Document excerpt:

Under-performers get punished in the M&A market

Later this month, Nick Belitz of our team will be sharing the most up-to-date AE and environmental industry M&A valuation multiples at our Texas and Southern States M&A, Strategy, and Innovation Symposium in the Grand Ballroom of the very fancy (you can charge a Rolls Royce to your roomif you have such an ample expense account) Post Oak Hotel at Uptown, Houston. (Registration is closed, but there’s a waitlist should you have a last-minute hankerin’ to network with some 200 AE industry executives and investors from the U.S, Canada, Europe, and Australia.)

As Nick and his team were finalizing the 2022 multiples and circulating them internally for discussion, one thing really jumped out at me. Over the past 15 years, under-performing firms have seen practically zero increase in their M&A exit multiples (at the time of sale), whereas the multiples paid for high performers have increased 70% in the same period. Essentially, they’ve been stuck.

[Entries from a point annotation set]
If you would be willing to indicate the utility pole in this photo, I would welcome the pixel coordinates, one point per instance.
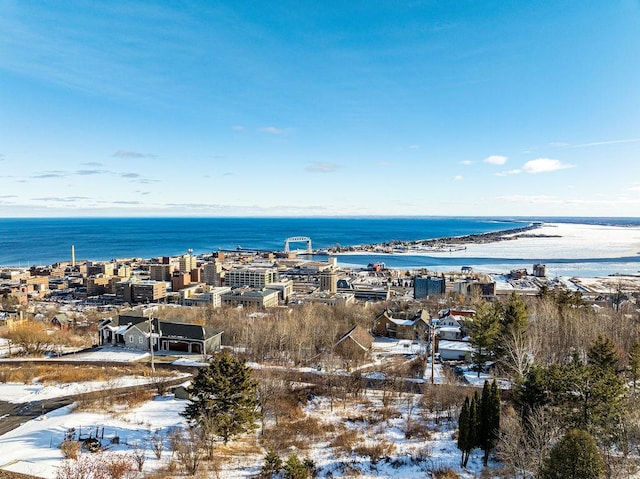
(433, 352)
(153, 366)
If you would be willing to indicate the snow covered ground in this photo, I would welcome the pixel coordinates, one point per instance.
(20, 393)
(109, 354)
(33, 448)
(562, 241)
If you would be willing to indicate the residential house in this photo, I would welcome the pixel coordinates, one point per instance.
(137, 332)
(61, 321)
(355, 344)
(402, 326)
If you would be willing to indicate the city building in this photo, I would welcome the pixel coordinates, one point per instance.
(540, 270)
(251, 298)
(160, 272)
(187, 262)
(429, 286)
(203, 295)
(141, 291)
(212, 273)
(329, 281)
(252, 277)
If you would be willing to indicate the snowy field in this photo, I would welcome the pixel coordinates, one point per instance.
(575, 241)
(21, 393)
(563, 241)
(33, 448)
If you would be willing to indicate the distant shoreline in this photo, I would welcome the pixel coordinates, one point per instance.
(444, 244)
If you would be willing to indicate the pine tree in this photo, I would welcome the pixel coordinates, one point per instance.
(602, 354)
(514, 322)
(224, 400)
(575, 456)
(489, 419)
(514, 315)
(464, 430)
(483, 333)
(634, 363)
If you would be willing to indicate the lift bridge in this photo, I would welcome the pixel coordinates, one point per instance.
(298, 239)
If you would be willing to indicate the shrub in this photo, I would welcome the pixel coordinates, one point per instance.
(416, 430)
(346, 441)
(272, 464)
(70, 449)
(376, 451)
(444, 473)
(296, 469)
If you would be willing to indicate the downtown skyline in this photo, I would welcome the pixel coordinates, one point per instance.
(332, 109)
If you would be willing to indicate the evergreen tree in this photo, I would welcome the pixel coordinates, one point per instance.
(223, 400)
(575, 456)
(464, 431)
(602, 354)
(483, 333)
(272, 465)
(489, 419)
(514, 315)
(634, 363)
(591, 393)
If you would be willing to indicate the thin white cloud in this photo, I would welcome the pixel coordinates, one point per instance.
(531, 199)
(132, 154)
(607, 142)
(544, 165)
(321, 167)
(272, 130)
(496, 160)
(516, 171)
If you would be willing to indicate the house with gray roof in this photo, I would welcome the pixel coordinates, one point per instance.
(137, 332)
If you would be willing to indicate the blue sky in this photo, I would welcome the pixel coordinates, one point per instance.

==

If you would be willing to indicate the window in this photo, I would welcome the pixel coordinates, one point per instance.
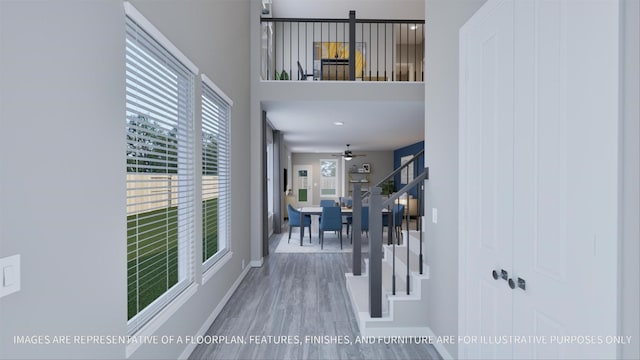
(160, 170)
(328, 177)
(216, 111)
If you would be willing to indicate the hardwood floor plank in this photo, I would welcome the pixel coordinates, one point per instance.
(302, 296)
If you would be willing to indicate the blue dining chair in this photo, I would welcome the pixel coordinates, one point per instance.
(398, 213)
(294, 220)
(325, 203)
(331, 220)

Set tasks:
#1 According to the M&A valuation text, by how much have the multiples paid for high-performing firms increased over the past 15 years?
#2 Write out the M&A valuation text from "Later this month, Nick" up to and including "Europe, and Australia.)".

Solutions per task:
#1 They have increased 70%.

#2
Later this month, Nick Belitz of our team will be sharing the most up-to-date AE and environmental industry M&A valuation multiples at our Texas and Southern States M&A, Strategy, and Innovation Symposium in the Grand Ballroom of the very fancy (you can charge a Rolls Royce to your roomif you have such an ample expense account) Post Oak Hotel at Uptown, Houston. (Registration is closed, but there’s a waitlist should you have a last-minute hankerin’ to network with some 200 AE industry executives and investors from the U.S, Canada, Europe, and Australia.)